* Work to complete *
Copy out the items word for word, from the start up to and including the line containing "93 65 L 106", and leave the pictures out of your answer.

* Material for this task *
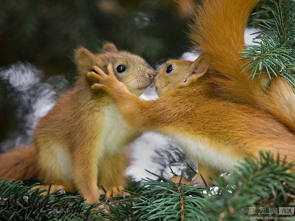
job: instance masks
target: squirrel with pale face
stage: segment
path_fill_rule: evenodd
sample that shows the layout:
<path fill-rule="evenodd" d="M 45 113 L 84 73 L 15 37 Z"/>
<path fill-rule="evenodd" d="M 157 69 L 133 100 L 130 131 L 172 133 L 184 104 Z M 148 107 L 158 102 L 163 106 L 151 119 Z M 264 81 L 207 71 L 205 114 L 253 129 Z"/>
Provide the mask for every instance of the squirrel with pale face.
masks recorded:
<path fill-rule="evenodd" d="M 109 95 L 90 89 L 96 80 L 85 73 L 93 65 L 106 70 L 111 63 L 118 79 L 139 96 L 152 82 L 155 71 L 141 57 L 118 51 L 111 43 L 97 54 L 80 48 L 75 59 L 80 73 L 76 85 L 61 95 L 40 119 L 31 147 L 0 155 L 0 178 L 38 178 L 45 184 L 52 183 L 52 191 L 77 192 L 86 202 L 93 203 L 99 201 L 102 187 L 107 198 L 122 194 L 130 161 L 128 145 L 141 132 L 123 119 Z"/>

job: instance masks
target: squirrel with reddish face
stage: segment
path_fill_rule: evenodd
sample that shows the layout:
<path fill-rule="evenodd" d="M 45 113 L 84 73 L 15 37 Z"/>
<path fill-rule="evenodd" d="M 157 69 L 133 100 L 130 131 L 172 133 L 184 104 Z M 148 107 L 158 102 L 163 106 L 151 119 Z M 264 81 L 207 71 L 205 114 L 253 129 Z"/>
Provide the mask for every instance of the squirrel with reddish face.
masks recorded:
<path fill-rule="evenodd" d="M 129 124 L 171 137 L 198 164 L 196 178 L 183 183 L 204 185 L 202 174 L 210 184 L 209 178 L 261 151 L 279 151 L 281 160 L 286 156 L 287 162 L 295 160 L 291 88 L 278 78 L 264 95 L 266 79 L 251 81 L 249 73 L 240 74 L 243 63 L 237 60 L 247 18 L 258 1 L 203 0 L 191 34 L 203 54 L 193 62 L 168 61 L 158 70 L 156 100 L 143 101 L 130 93 L 116 79 L 111 64 L 108 75 L 97 68 L 92 76 L 99 81 L 93 89 L 107 92 Z"/>
<path fill-rule="evenodd" d="M 116 77 L 136 96 L 151 84 L 155 71 L 141 57 L 118 51 L 111 43 L 98 54 L 79 48 L 75 59 L 81 74 L 75 86 L 61 95 L 40 119 L 31 147 L 0 155 L 0 178 L 38 178 L 52 183 L 52 190 L 77 192 L 86 202 L 93 203 L 99 201 L 102 187 L 107 190 L 107 198 L 122 195 L 129 162 L 128 145 L 141 133 L 124 120 L 109 95 L 90 89 L 96 80 L 91 70 L 98 65 L 106 71 L 111 63 Z"/>

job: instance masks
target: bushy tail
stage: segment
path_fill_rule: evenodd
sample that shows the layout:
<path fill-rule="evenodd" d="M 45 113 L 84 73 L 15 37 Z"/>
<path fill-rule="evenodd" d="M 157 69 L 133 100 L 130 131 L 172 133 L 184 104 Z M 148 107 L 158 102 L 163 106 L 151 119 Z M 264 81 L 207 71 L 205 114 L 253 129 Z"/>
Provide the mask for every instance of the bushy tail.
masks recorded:
<path fill-rule="evenodd" d="M 0 178 L 26 180 L 38 175 L 34 147 L 15 149 L 0 154 Z"/>
<path fill-rule="evenodd" d="M 262 109 L 295 132 L 295 93 L 291 87 L 276 78 L 265 93 L 267 76 L 251 80 L 247 78 L 249 71 L 240 74 L 241 66 L 249 61 L 237 60 L 244 48 L 247 20 L 259 1 L 203 0 L 196 11 L 190 38 L 219 72 L 211 79 L 218 94 Z"/>

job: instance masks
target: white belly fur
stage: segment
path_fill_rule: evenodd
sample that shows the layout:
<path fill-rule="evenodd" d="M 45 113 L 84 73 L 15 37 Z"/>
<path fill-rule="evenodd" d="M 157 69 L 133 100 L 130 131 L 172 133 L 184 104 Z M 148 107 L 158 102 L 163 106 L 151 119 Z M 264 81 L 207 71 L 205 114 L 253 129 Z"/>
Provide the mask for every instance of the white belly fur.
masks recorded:
<path fill-rule="evenodd" d="M 213 147 L 210 146 L 210 143 L 205 143 L 197 138 L 193 140 L 179 135 L 173 138 L 174 142 L 188 157 L 196 163 L 218 168 L 224 171 L 228 171 L 238 163 L 238 159 L 229 156 L 229 151 L 227 150 L 226 147 L 223 154 L 221 154 Z"/>
<path fill-rule="evenodd" d="M 101 150 L 102 148 L 104 154 L 111 155 L 121 151 L 127 141 L 136 132 L 127 127 L 115 104 L 105 107 L 103 112 L 105 123 L 104 128 L 100 129 L 98 148 Z"/>
<path fill-rule="evenodd" d="M 111 155 L 122 151 L 125 145 L 126 141 L 130 139 L 130 136 L 134 136 L 136 133 L 130 129 L 127 128 L 126 123 L 115 104 L 106 107 L 103 110 L 105 114 L 105 127 L 100 128 L 98 131 L 98 151 L 101 156 Z M 52 144 L 50 149 L 52 150 L 53 157 L 56 159 L 65 175 L 71 179 L 71 162 L 70 154 L 65 147 L 55 144 Z"/>

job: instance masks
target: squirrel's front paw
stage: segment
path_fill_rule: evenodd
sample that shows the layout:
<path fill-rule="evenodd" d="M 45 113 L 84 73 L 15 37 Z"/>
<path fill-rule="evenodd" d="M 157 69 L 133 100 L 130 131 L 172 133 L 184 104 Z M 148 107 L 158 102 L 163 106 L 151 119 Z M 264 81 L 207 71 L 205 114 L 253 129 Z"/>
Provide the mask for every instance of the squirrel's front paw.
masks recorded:
<path fill-rule="evenodd" d="M 129 193 L 124 192 L 123 190 L 124 189 L 124 187 L 122 186 L 119 186 L 118 187 L 113 187 L 111 189 L 109 189 L 107 190 L 107 192 L 105 193 L 105 199 L 107 201 L 110 199 L 110 198 L 111 196 L 125 196 L 130 195 Z M 99 191 L 99 193 L 101 191 Z M 103 194 L 101 194 L 100 195 Z"/>

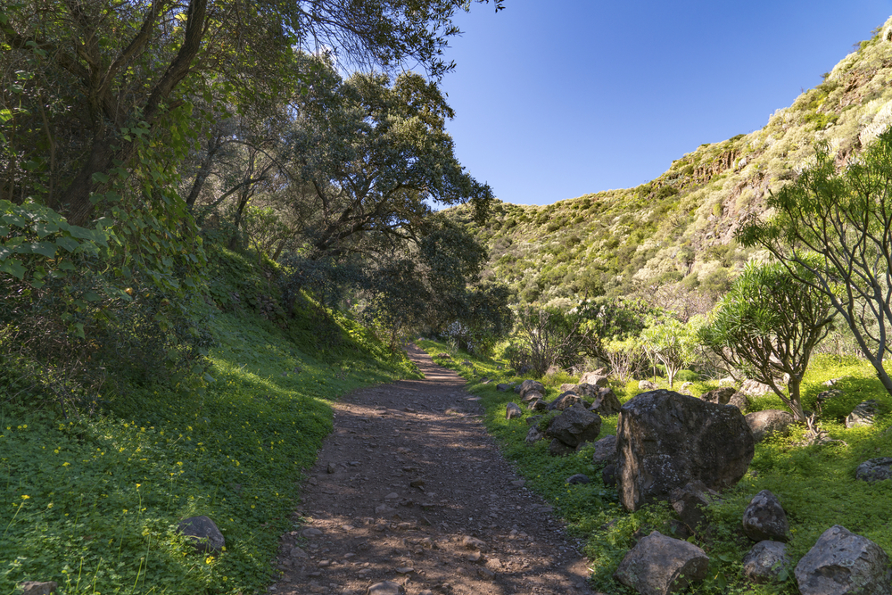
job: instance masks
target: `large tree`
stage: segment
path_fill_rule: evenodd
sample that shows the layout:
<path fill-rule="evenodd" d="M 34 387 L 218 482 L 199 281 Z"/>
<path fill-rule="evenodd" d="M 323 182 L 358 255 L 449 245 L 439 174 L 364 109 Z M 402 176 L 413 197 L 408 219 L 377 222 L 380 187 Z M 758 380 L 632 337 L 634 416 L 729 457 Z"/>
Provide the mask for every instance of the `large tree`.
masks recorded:
<path fill-rule="evenodd" d="M 487 0 L 480 0 L 486 2 Z M 295 49 L 343 65 L 418 65 L 434 79 L 467 0 L 36 0 L 0 13 L 2 193 L 34 194 L 70 222 L 139 153 L 134 129 L 169 127 L 191 97 L 252 101 L 306 84 Z M 497 0 L 497 10 L 501 7 Z M 182 136 L 183 131 L 175 131 Z M 35 170 L 43 173 L 35 177 Z"/>
<path fill-rule="evenodd" d="M 804 285 L 825 296 L 892 394 L 883 367 L 892 323 L 892 130 L 838 171 L 819 150 L 815 166 L 767 200 L 739 237 L 770 252 Z"/>
<path fill-rule="evenodd" d="M 812 351 L 830 330 L 830 300 L 783 265 L 747 265 L 719 302 L 700 339 L 731 368 L 768 384 L 805 421 L 799 387 Z M 814 279 L 813 279 L 814 280 Z M 788 394 L 778 376 L 786 376 Z"/>

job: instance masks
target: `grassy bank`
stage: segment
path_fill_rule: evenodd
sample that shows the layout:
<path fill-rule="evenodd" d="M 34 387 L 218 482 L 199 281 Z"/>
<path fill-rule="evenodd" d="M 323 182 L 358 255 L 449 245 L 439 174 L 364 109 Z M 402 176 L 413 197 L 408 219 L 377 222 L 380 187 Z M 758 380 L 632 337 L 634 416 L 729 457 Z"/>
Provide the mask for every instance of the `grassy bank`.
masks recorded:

* Response to this task *
job: instance masks
target: squirrel with pale face
stage: segment
path_fill_rule: evenodd
sample that shows the layout:
<path fill-rule="evenodd" d="M 45 113 L 84 73 L 15 37 Z"/>
<path fill-rule="evenodd" d="M 157 69 L 133 100 L 130 131 L 172 133 L 184 104 Z M 148 107 L 158 102 L 163 106 L 151 119 Z M 264 81 L 207 71 L 205 114 L 253 129 Z"/>
Provide the mask for every instance of the squirrel with pale face.
masks recorded:
<path fill-rule="evenodd" d="M 109 95 L 90 89 L 96 80 L 85 73 L 93 65 L 106 70 L 111 63 L 118 79 L 139 96 L 152 82 L 155 71 L 141 57 L 118 51 L 111 43 L 97 54 L 80 48 L 75 59 L 80 73 L 76 85 L 61 95 L 40 119 L 31 147 L 0 155 L 0 178 L 38 178 L 45 184 L 52 183 L 52 191 L 77 192 L 86 202 L 93 203 L 99 201 L 102 187 L 107 198 L 122 194 L 130 161 L 128 145 L 141 132 L 123 119 Z"/>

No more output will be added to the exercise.